#### [EXCERPTED RECORDS]

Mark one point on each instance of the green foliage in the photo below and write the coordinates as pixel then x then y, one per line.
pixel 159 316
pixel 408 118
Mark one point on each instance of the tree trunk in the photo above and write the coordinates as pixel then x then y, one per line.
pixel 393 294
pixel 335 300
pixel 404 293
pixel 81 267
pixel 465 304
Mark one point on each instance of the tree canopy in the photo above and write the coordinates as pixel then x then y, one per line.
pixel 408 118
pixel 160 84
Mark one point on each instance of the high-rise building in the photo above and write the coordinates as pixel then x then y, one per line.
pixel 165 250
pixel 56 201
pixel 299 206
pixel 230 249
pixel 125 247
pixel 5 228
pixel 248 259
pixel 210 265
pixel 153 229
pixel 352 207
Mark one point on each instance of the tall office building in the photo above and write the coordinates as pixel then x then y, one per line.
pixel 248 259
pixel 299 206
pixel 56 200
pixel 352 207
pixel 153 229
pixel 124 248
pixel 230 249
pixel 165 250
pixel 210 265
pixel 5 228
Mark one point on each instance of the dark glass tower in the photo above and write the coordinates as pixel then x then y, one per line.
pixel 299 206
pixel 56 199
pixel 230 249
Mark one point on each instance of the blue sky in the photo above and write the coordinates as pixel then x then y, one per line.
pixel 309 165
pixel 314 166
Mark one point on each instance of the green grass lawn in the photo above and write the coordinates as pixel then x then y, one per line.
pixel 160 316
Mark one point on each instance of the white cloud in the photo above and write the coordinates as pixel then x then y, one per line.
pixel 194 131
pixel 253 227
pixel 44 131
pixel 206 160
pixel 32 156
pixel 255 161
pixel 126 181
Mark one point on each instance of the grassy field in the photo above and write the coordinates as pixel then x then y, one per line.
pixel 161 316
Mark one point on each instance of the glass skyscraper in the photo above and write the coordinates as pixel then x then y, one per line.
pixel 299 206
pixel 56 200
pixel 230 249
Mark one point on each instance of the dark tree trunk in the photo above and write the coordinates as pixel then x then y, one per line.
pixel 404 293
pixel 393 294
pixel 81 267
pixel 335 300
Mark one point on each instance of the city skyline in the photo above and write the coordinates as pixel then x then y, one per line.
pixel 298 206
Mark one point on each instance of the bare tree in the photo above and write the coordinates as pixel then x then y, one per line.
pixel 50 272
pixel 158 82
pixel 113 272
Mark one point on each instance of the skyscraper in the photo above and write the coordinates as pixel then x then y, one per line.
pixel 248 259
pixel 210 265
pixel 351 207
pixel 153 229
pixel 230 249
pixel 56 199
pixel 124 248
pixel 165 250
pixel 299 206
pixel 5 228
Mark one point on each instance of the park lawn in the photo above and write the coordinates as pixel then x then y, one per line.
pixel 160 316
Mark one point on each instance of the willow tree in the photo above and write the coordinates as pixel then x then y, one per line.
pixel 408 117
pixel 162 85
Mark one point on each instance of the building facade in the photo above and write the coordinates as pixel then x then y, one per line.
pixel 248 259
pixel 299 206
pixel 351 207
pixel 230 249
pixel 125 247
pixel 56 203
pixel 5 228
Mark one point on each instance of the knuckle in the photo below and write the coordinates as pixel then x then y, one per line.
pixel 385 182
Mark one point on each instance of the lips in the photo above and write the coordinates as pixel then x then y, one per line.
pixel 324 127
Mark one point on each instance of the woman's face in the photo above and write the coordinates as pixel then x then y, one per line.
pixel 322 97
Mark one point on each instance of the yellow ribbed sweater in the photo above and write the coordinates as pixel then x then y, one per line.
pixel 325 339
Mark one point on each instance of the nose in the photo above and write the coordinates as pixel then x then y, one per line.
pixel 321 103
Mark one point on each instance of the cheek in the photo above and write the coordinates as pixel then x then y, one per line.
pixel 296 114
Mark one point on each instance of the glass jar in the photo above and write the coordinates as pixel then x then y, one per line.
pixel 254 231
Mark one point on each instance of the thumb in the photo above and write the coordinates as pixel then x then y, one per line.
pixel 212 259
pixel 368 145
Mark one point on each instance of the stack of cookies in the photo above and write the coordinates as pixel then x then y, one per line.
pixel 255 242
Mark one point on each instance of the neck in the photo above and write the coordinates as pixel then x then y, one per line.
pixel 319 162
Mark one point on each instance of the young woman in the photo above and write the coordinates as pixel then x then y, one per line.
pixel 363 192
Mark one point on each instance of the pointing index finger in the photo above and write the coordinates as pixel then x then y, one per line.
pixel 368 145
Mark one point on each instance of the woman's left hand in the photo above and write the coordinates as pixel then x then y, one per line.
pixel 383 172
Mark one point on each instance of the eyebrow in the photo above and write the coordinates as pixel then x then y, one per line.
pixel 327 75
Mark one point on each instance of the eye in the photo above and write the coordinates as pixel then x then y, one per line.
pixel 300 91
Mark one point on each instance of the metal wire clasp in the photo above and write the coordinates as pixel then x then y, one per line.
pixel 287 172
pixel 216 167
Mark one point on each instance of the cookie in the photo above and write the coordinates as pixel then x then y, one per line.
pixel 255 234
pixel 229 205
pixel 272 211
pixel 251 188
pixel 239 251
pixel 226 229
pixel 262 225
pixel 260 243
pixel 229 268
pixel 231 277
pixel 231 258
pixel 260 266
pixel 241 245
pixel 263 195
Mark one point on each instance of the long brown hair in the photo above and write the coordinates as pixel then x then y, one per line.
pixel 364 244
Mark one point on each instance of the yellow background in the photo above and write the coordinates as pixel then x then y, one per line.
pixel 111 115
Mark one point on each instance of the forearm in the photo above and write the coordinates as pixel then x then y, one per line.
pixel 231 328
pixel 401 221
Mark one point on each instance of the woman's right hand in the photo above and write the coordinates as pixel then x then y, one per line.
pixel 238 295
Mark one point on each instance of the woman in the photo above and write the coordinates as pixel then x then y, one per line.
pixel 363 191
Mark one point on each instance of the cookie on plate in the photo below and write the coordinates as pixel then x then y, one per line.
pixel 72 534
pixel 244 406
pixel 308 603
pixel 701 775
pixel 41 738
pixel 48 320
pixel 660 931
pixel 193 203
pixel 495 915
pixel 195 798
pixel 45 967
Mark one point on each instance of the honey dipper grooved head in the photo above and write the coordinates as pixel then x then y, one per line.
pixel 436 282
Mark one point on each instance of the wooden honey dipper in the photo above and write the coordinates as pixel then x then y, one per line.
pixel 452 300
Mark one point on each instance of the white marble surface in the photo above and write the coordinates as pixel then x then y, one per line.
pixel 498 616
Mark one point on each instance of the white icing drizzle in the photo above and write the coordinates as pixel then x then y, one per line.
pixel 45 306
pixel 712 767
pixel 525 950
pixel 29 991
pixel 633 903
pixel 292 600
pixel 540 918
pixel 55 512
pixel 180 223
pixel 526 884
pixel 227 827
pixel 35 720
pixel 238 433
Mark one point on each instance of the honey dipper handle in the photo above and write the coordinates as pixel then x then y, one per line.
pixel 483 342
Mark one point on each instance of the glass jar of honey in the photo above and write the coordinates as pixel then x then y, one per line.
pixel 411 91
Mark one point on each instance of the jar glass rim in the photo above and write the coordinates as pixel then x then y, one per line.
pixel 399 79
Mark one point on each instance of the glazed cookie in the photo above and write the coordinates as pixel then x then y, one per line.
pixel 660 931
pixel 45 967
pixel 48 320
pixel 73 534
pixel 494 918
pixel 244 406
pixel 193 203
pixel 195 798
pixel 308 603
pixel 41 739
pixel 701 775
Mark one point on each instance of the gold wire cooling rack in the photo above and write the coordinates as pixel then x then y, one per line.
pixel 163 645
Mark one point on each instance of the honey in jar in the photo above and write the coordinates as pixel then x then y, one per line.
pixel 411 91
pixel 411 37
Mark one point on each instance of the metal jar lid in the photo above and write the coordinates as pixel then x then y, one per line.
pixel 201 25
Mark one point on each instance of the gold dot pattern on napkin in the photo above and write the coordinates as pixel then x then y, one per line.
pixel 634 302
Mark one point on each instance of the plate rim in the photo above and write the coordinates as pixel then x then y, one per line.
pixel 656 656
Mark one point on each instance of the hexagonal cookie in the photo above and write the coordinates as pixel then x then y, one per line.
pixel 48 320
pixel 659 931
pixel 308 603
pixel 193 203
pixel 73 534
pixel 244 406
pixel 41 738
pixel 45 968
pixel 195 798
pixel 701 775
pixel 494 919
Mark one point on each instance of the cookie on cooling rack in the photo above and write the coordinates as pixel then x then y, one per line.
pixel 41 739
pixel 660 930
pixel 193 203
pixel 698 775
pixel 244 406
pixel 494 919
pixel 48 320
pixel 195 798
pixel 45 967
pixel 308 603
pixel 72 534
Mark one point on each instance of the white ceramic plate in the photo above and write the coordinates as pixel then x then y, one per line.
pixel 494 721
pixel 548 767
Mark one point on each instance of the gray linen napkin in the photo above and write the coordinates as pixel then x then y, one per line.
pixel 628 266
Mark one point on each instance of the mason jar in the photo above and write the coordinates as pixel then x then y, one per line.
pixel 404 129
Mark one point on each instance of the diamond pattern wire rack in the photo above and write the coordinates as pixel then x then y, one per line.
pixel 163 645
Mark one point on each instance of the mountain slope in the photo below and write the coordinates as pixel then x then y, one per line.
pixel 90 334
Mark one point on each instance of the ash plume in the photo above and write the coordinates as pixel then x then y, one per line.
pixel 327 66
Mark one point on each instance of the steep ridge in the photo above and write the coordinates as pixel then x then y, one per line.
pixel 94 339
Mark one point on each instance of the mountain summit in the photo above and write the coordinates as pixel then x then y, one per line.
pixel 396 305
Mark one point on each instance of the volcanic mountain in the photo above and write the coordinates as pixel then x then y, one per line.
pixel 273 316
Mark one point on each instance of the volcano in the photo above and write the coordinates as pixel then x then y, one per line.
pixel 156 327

#### [WHAT TO PRODUCE]
Reproduce, without any change, the lines of the material above from the line containing "Mark one point on each instance of the woman's right" through the line containing "pixel 452 300", including both of those lines.

#### [IN RESPONSE]
Mark one point on each instance of the woman's right hand in the photo above and write the coordinates as pixel then x then y, one per line.
pixel 238 295
Mark one point on each instance of the woman in the photo above and write the coordinates as pixel then x then y, one per line.
pixel 363 191
Mark one point on each instance of the cookie on plate in the photo below and write the coordinates as pixel then x then y, one per line.
pixel 72 534
pixel 244 406
pixel 308 603
pixel 701 775
pixel 41 738
pixel 48 320
pixel 660 931
pixel 193 203
pixel 495 915
pixel 195 798
pixel 45 967
Mark one point on each instance of the honey dipper grooved head in the photo above and write the coordinates as pixel then x then y, one per line.
pixel 436 282
Mark one point on each instance of the wooden honey dipper in the photo above and write the coordinates as pixel then x then y, one per line.
pixel 452 300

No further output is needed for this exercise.